_What is asked_: Add 6 to every bounding-box coordinate in the entries below, starting at the first line and stopping after the line that contains "[397, 373, 442, 397]". Write out all of those lines, requests included, with the new coordinates in place.
[start of Data provided]
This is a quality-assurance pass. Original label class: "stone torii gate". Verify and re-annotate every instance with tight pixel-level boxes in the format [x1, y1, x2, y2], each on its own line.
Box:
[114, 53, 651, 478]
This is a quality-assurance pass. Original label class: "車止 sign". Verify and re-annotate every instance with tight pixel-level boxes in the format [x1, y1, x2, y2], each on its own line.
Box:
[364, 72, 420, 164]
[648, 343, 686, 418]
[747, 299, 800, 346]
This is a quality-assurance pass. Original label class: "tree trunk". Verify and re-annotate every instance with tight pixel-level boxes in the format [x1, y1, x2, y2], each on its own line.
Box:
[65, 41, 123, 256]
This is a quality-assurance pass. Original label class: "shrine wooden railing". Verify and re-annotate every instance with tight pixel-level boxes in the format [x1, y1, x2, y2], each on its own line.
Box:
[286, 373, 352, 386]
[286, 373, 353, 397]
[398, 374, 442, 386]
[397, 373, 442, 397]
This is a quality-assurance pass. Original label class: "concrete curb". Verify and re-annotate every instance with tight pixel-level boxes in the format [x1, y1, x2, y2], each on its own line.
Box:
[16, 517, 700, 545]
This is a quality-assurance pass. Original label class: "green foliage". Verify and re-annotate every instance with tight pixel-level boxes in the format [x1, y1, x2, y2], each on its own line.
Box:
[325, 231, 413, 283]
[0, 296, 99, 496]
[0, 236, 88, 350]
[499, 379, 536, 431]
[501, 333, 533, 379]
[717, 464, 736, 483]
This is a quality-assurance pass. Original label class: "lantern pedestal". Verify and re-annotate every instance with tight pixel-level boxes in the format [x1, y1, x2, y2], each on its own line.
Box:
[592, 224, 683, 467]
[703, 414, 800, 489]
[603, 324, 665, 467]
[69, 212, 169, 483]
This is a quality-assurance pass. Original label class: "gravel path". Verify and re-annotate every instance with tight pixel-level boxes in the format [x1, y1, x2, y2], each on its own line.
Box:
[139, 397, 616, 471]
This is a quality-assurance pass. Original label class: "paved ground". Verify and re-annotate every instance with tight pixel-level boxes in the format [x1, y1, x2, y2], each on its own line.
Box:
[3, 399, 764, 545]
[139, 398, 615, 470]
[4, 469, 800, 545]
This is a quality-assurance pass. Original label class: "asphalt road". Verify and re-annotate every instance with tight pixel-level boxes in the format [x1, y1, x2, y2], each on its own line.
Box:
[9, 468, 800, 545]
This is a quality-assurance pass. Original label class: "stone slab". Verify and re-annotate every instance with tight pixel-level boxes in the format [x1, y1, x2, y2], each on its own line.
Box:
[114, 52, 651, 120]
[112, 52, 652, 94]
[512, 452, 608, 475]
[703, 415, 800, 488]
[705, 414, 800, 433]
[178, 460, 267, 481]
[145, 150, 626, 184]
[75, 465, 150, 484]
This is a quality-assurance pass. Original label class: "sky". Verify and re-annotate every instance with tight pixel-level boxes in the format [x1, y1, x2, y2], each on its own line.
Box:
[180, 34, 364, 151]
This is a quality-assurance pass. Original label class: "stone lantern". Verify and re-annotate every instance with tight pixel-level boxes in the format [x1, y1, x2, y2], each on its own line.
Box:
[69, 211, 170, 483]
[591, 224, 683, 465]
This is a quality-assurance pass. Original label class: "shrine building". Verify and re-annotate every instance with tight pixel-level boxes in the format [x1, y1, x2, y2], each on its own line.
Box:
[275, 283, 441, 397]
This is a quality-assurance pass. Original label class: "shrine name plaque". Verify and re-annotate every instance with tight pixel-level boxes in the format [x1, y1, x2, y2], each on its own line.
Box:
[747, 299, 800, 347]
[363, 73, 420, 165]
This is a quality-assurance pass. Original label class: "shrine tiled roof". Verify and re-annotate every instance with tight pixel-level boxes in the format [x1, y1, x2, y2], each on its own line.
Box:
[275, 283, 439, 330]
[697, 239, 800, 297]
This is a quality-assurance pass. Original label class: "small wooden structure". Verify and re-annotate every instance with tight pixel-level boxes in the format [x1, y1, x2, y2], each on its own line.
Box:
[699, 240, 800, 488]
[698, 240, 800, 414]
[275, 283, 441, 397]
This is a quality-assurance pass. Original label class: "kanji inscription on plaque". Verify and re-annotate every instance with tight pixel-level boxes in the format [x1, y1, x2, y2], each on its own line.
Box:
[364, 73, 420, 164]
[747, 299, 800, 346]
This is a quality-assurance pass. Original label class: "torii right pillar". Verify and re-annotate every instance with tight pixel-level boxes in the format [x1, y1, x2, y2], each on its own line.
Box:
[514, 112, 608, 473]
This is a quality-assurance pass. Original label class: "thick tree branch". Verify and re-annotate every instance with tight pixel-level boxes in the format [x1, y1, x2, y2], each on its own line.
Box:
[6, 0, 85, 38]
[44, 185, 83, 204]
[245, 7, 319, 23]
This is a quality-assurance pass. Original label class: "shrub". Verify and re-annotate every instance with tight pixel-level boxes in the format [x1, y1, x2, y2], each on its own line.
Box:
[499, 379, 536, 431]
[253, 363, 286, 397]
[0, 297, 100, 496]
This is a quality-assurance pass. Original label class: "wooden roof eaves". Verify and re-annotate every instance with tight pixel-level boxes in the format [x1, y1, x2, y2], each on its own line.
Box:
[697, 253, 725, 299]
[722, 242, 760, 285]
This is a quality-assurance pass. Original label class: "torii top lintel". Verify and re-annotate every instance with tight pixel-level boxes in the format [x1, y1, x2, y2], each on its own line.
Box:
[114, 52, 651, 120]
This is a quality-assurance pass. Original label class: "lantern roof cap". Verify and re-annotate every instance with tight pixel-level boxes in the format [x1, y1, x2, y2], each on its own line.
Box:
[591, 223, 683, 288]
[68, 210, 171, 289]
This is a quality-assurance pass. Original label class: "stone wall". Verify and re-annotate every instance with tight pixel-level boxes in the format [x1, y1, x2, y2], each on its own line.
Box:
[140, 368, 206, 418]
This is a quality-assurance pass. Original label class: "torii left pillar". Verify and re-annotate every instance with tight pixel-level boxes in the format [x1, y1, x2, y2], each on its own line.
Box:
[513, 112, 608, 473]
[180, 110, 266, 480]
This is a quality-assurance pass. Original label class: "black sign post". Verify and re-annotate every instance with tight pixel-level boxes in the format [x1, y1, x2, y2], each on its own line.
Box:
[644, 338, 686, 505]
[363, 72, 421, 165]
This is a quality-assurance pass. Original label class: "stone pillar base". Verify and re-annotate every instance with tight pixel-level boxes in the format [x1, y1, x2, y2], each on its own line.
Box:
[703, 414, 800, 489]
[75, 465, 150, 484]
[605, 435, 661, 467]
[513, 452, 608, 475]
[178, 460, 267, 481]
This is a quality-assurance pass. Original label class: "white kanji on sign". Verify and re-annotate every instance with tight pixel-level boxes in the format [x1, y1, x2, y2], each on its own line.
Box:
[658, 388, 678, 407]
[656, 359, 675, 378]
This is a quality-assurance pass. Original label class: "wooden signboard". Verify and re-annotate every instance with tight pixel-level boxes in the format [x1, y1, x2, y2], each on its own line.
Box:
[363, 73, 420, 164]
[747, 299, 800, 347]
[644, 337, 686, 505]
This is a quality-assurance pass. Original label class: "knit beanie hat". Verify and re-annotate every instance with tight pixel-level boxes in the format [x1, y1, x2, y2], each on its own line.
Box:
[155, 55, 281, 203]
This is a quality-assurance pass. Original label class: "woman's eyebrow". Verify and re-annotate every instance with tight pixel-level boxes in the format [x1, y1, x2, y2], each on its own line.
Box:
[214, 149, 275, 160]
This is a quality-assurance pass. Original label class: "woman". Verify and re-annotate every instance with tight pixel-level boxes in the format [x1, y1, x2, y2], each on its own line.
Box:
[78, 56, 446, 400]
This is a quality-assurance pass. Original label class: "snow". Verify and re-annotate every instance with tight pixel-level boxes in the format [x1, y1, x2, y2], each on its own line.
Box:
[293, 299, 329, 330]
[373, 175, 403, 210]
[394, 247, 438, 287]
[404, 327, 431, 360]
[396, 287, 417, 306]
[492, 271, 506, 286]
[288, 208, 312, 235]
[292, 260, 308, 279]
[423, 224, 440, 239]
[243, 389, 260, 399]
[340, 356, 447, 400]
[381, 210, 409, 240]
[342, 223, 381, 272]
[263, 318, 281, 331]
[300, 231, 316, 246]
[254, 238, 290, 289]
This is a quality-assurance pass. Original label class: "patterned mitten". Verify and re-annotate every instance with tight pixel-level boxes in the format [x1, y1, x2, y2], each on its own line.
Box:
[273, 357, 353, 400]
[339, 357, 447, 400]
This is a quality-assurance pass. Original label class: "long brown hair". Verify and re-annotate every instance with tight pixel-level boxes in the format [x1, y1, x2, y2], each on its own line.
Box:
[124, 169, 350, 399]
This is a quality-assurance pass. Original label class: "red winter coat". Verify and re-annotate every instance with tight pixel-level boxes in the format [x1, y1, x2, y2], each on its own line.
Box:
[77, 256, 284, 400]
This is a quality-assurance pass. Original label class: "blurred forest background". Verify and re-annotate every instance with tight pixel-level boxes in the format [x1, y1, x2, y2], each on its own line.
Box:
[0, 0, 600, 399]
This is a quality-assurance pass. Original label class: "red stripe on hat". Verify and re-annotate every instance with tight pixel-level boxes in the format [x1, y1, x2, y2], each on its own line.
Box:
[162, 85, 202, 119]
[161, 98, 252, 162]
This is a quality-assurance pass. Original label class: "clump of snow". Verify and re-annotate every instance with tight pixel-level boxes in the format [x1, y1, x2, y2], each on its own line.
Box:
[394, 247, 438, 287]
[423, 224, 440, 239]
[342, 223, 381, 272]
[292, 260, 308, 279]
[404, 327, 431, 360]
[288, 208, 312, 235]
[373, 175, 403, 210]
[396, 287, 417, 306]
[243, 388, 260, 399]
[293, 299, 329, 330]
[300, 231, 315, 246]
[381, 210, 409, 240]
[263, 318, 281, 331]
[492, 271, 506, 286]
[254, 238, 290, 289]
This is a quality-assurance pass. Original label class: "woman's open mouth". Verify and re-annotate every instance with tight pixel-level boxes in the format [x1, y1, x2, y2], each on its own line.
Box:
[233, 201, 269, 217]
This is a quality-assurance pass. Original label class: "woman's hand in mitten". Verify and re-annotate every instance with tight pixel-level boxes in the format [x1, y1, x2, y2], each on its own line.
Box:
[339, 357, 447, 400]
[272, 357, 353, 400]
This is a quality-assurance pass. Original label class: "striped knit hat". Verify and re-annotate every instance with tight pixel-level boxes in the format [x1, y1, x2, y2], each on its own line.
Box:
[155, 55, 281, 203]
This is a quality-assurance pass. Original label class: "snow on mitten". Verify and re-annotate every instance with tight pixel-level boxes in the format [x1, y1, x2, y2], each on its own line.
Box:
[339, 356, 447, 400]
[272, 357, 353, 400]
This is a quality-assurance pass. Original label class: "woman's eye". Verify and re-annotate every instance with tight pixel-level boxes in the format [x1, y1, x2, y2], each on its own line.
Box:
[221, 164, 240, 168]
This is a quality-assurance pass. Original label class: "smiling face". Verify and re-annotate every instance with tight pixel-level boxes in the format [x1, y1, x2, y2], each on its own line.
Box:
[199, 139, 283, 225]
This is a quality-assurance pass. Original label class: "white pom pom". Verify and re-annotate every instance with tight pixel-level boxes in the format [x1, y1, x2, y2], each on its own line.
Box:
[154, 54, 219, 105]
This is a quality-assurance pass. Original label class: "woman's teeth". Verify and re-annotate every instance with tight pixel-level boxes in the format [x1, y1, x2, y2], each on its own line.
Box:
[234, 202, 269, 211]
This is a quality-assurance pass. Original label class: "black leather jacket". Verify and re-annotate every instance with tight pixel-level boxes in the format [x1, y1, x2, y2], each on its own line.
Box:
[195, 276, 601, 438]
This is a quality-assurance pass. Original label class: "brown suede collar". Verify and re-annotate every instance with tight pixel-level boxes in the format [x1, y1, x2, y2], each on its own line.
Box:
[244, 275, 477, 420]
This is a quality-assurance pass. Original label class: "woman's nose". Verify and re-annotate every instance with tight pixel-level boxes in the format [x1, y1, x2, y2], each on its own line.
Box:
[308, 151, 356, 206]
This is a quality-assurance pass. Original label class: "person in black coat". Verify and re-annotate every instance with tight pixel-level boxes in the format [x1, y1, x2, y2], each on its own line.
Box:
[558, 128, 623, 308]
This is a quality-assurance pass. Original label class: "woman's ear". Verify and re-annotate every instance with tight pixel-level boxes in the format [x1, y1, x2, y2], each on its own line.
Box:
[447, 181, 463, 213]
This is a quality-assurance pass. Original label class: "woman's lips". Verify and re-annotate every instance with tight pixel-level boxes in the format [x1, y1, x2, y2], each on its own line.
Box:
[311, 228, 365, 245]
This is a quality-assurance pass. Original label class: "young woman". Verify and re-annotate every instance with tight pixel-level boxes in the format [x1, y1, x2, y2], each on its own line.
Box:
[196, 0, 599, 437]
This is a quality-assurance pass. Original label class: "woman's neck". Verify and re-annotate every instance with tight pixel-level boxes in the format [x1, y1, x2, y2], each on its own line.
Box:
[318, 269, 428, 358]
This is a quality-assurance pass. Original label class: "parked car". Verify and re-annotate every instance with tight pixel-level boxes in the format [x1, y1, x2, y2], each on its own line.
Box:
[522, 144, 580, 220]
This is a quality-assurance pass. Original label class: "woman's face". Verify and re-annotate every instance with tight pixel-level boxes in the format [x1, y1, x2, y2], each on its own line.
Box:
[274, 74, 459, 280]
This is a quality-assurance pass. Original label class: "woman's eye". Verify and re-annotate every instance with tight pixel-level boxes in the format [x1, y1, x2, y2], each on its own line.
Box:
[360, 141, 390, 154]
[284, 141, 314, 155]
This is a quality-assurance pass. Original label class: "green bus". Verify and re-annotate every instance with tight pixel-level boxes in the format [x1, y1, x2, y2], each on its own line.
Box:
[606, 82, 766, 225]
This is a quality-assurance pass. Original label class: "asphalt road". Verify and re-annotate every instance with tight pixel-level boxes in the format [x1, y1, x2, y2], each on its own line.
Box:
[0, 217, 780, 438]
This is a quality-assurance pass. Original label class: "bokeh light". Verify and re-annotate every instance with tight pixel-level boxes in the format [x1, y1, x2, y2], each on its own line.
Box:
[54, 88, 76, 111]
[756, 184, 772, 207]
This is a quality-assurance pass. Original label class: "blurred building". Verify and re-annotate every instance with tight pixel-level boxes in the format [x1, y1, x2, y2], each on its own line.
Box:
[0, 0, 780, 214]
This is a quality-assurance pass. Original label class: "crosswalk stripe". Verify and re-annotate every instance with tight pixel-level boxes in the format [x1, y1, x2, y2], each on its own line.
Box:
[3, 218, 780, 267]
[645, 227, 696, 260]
[end of Data provided]
_Result below_:
This is a quality-assurance pass. Original label class: "stone torii gate". Verify and re-annotate every instance with tight pixel-level boxes in the format [x1, y1, x2, y2], each on its own line.
Box:
[120, 59, 657, 484]
This is a quality-assurance pass. Original label class: "車止 sign". Verify and re-annotate every instance with tight pixel-level boxes in the format [x1, y1, x2, y2], each on its own line.
Box:
[370, 78, 426, 170]
[654, 349, 692, 424]
[753, 305, 806, 352]
This is a quality-assurance pass. Original label class: "tree trunk". Verify and re-annotate every instance with tight pixel-level boxes in the format [x1, y1, x2, y2], each on its own line.
Box:
[71, 47, 129, 262]
This is a quality-assurance pass. Original label class: "shrine wooden railing". Verify and re-annotate every instance with tight pixel-level boxes in the format [x1, y1, x2, y2], each on its own line.
Box:
[292, 379, 358, 392]
[292, 379, 359, 403]
[404, 380, 448, 392]
[403, 379, 448, 403]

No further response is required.